BRIEF:
Put the lines below, from the line containing "Annotate the lake" through the line containing "Target: lake water", into a Markdown table with the columns Row and Content. Number each line in the Row column and skip any blank lines.

GIVEN DATA:
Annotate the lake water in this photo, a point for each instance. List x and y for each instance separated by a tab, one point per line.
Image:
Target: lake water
...
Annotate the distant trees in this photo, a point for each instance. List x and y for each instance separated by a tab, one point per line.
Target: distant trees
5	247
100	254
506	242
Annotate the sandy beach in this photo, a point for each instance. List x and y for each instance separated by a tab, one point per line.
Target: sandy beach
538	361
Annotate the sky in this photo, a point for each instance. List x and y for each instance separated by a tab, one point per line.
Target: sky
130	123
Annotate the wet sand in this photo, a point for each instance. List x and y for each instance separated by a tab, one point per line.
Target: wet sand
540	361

SOLUTION:
| Row | Content |
|---|---|
| 1 | Annotate the lake water in this photo, a point for each instance. List x and y for each instance separated by a tab, one point per line. |
| 2 | Image: |
| 3 | Target: lake water |